====== Information shown
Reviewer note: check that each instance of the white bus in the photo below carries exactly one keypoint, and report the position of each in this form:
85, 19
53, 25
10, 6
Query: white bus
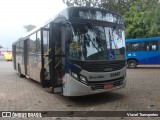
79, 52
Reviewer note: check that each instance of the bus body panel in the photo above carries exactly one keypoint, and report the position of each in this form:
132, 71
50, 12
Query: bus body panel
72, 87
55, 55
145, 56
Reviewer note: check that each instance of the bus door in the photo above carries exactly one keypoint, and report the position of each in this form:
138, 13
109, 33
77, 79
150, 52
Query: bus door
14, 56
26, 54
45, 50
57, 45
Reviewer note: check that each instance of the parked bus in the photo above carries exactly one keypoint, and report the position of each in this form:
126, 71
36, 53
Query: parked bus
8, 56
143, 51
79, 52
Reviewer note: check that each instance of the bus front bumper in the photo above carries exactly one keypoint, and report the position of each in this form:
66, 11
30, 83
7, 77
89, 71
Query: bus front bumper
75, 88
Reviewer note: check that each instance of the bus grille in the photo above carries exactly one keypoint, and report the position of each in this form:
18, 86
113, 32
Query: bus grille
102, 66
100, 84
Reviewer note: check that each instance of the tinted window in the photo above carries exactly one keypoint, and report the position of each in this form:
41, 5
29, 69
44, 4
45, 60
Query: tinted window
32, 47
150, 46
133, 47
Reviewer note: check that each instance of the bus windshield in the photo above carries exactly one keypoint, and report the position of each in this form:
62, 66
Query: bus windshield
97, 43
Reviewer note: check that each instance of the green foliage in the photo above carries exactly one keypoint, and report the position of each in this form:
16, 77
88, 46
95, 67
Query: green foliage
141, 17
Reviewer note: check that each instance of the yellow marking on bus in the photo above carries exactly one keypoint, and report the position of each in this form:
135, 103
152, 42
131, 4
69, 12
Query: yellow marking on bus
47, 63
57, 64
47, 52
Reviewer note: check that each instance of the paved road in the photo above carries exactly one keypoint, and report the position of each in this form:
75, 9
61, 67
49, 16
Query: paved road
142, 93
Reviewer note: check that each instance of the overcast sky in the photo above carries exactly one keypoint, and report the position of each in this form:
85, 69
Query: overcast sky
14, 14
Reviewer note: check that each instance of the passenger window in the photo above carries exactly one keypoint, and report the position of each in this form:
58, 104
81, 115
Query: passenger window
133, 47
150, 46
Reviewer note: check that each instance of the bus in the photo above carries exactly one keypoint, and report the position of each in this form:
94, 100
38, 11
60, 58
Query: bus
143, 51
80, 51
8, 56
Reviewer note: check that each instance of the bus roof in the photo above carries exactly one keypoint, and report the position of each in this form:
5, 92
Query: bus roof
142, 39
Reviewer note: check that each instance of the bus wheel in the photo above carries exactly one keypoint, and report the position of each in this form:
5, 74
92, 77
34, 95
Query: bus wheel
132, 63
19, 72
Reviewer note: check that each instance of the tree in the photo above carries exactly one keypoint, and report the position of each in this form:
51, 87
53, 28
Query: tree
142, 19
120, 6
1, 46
============
| Objective |
Copy every one of the records above word for word, leaving out the pictures.

| Answer for this exercise |
Reviewer note: check that each instance of the white bus in the photo below carries exactly one keypoint, and report the position of each in this form:
85, 19
53, 25
10, 6
Query: white bus
79, 52
Reviewer note: check that each instance of the bus body panel in the photo above carries exactly one keypoint, and report the position of each in this form:
132, 71
50, 12
Query: bus body panel
72, 87
55, 55
145, 56
Reviewer note: check that each instance of the bus door in the photo above carries exactly one keypoint, and report the position of each in this form:
138, 13
109, 33
77, 79
150, 52
Query: bus door
14, 56
26, 54
45, 50
57, 45
Reviewer note: check that each instance of the parked bus in the photo above carries exactly one keypoint, and report the position of each in this form:
126, 71
36, 53
Query: parked bus
8, 56
143, 51
79, 52
Reviewer note: check that each instance of the bus front bumper in the photo above carries exactly one keypoint, and report the position of each in this form:
66, 11
30, 83
7, 77
89, 71
Query: bus front bumper
75, 88
Reviewer note: check that each instance of the bus grille in the photo above carries exactly one keypoint, and report the position of each in this form:
18, 86
113, 32
Query: bus grille
102, 66
100, 84
Reviewer note: check that each instance of the tinted window in the photo above carries exactly one keypoint, and report the position of each in this form:
41, 5
29, 69
44, 4
45, 60
Query: tinted window
32, 47
150, 46
133, 47
Reviewer note: check that each instance of the bus windshield in the photo above carries exactly one keypoint, and report the position of each in this form:
62, 66
Query: bus windshield
97, 43
Reviewer note: check that each instance of the green foliage in the photo above carries exactly one keypoint, and report the position of each in this form:
16, 77
88, 46
95, 67
Query: green foliage
141, 17
Reviewer note: check that each instance of the yellow marking on bus in the photo above carries exactly one keypoint, and report the position of each in this form:
135, 103
152, 42
131, 4
69, 12
Query: yellow marking on bus
47, 63
57, 64
47, 52
Reviewer note: check that each instance of the paved road in the photo above carries exactly one keypoint, and report the position of each in this form:
75, 9
61, 67
49, 16
Query: paved road
142, 93
Reviewer note: check that each instance of the overcast sky in the photo above carries exactly one keypoint, and report the position of each in this form:
85, 69
Query: overcast sky
14, 14
Reviewer note: check that each instance of the passenger window in the photo above carries exactly one keypoint, and report the position of each in this form:
58, 104
81, 115
Query: passenger window
133, 47
150, 46
Reviewer note: check that each instance of the bus in the photo above carries exactly one keypoint, and report the position of each in this form:
94, 100
38, 11
60, 58
Query: bus
143, 51
80, 51
8, 56
Reviewer note: check that each instance of the bus roof in the photo above carries exactly one keypoint, and report the position of each in this form:
5, 92
Query: bus roof
142, 39
Reviewer note: check that each instance of the bus wheel in the photo above carries exactly one keypoint, and report the position of each in this form:
5, 74
92, 77
34, 95
Query: bus wheel
132, 63
19, 72
Reviewer note: check that each instance of the tree in the photo above carries exactly one keypoint, and report the position of each in this form:
51, 87
53, 28
Query: tree
142, 19
120, 6
1, 46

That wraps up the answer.